The expected output is every record below, transcribed exactly, with the pictures left out.

Records drawn from a dataset
-- Opening Marker --
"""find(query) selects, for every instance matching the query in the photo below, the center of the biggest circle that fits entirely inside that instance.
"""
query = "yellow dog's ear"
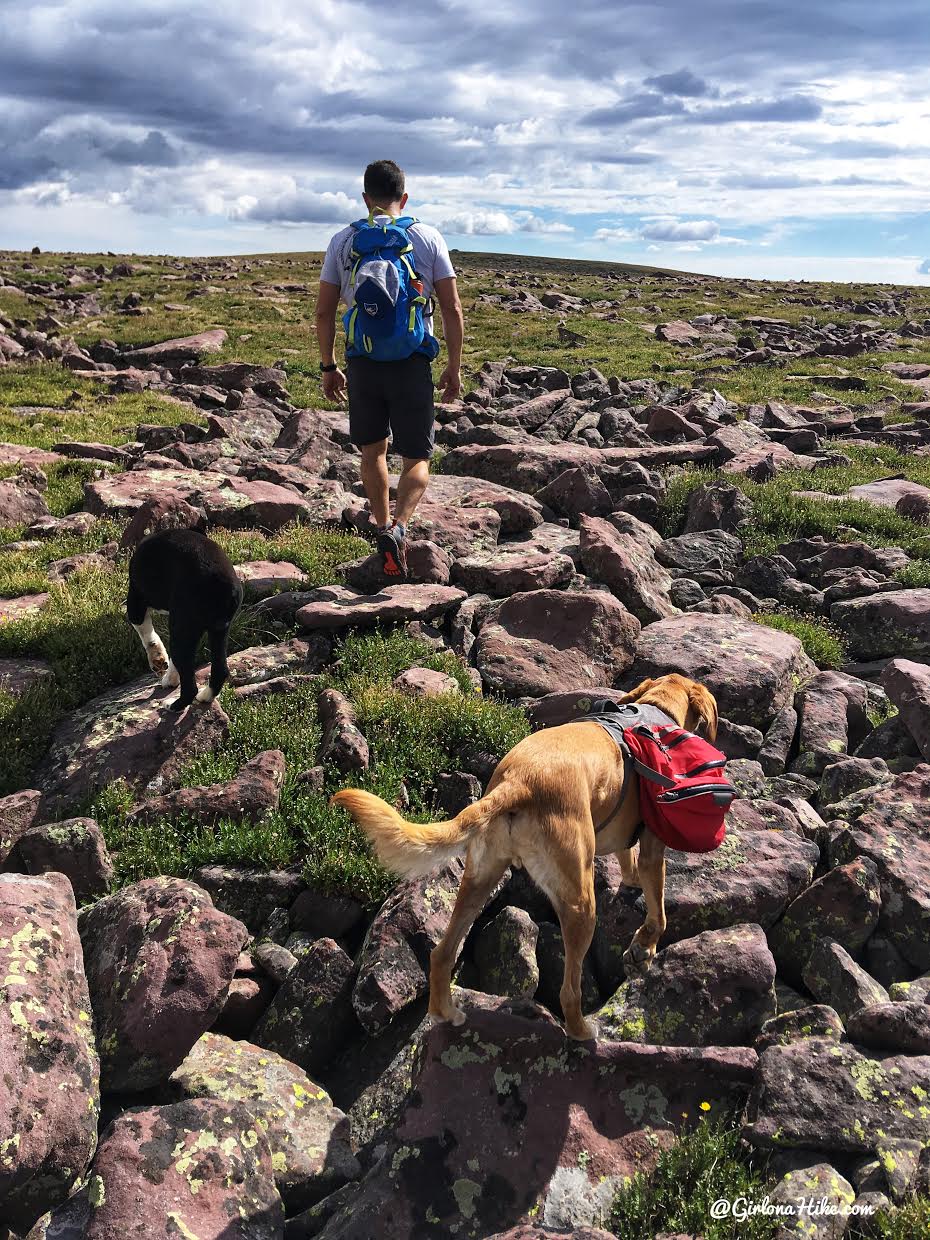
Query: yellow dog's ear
(703, 704)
-- Closing Marker --
FINAL ANSWER –
"""find(query) selects, for every instance matching the query in the photo below, the center of the biggest circle that fits entirely inside that instance.
"""
query = "yellow dog's ear"
Query: yellow dog's ear
(703, 704)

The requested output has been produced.